** Instructions to follow **
Gather each line of the entries below that includes "with".

== Segment start ==

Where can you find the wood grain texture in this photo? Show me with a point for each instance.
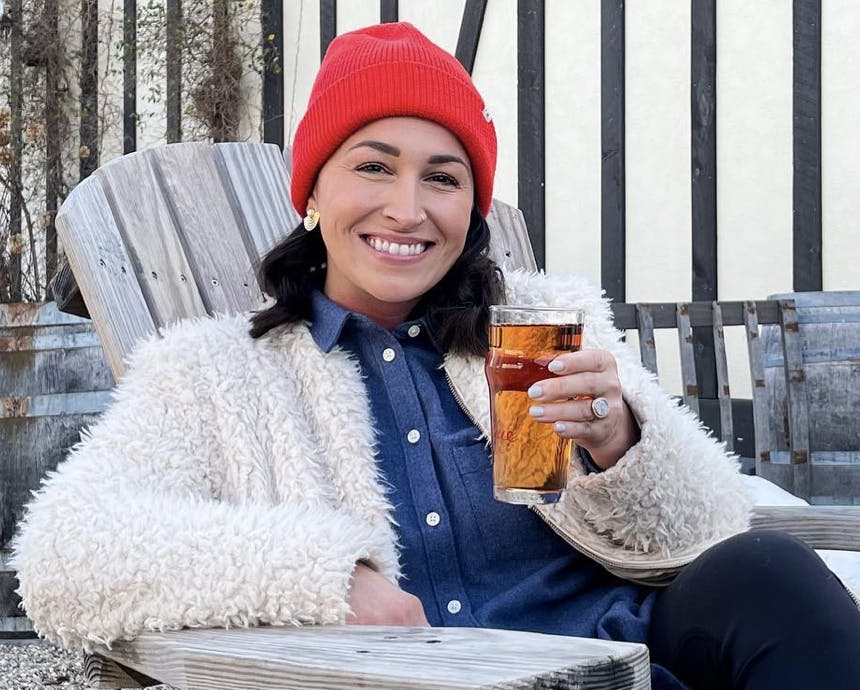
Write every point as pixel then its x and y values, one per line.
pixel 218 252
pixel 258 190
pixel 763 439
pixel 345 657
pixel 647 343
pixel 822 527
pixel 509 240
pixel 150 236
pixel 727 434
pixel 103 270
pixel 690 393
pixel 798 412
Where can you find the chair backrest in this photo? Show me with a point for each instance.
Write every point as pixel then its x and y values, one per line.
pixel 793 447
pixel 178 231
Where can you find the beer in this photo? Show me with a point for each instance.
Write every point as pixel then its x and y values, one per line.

== Segment end ==

** Solved problem **
Where can you find the wood grain texture in this photo? Show me with a point for each instance.
Where can you find the chair backrest in this photo? Show me with a point for each instance.
Where can you find the beer in this photo? Show me with a point for each instance.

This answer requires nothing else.